#### Records to process:
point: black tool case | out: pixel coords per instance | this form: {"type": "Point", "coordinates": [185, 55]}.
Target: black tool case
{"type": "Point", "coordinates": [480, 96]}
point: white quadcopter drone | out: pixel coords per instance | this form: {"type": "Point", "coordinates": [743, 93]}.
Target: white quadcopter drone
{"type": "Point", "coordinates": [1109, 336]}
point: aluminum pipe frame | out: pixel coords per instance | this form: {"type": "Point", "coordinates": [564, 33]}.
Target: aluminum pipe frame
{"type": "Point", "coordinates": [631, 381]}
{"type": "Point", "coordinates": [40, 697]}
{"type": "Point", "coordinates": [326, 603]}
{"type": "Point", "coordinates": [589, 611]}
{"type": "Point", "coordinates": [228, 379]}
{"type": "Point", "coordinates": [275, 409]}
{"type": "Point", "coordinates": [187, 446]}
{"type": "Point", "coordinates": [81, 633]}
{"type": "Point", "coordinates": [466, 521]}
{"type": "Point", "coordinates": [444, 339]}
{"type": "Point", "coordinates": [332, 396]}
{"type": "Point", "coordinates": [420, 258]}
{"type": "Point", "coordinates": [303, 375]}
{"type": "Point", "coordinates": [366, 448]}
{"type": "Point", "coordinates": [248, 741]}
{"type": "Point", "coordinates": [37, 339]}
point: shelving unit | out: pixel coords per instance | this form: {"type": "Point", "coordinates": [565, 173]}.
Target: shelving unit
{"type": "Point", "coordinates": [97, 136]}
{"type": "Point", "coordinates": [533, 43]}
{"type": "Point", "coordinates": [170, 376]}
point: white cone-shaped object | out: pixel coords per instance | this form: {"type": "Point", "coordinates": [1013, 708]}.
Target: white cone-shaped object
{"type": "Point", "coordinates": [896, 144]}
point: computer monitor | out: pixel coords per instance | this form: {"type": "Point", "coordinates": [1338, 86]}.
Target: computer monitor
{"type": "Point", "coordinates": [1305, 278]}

#### What to produce:
Set out every record in full, exactly as given.

#### Solution to the exercise:
point: black tool case | out: pixel coords per instance | this form: {"type": "Point", "coordinates": [185, 55]}.
Target: black tool case
{"type": "Point", "coordinates": [480, 96]}
point: white quadcopter drone | out: pixel coords per instance | this form: {"type": "Point", "coordinates": [743, 93]}.
Target: white quadcopter drone
{"type": "Point", "coordinates": [1109, 336]}
point: aluminum pipe frame | out: pixel coords per instance | this form: {"type": "Point", "coordinates": [564, 33]}.
Target: aluminum pipe frame
{"type": "Point", "coordinates": [631, 381]}
{"type": "Point", "coordinates": [40, 697]}
{"type": "Point", "coordinates": [326, 603]}
{"type": "Point", "coordinates": [589, 611]}
{"type": "Point", "coordinates": [228, 379]}
{"type": "Point", "coordinates": [275, 409]}
{"type": "Point", "coordinates": [187, 446]}
{"type": "Point", "coordinates": [81, 633]}
{"type": "Point", "coordinates": [466, 521]}
{"type": "Point", "coordinates": [444, 339]}
{"type": "Point", "coordinates": [332, 396]}
{"type": "Point", "coordinates": [420, 258]}
{"type": "Point", "coordinates": [303, 375]}
{"type": "Point", "coordinates": [366, 448]}
{"type": "Point", "coordinates": [248, 741]}
{"type": "Point", "coordinates": [37, 339]}
point: shelving unit | out: pixel coords per instance | this form: {"type": "Point", "coordinates": [565, 173]}.
Target: shelving unit
{"type": "Point", "coordinates": [97, 136]}
{"type": "Point", "coordinates": [533, 43]}
{"type": "Point", "coordinates": [170, 376]}
point: white cone-shaped object | out: pixel coords per instance | this form: {"type": "Point", "coordinates": [1013, 708]}.
Target: white cone-shaped object
{"type": "Point", "coordinates": [896, 144]}
point: computer monitor | out: pixel coords per instance | this form: {"type": "Point", "coordinates": [1338, 86]}.
Target: computer monitor
{"type": "Point", "coordinates": [1305, 278]}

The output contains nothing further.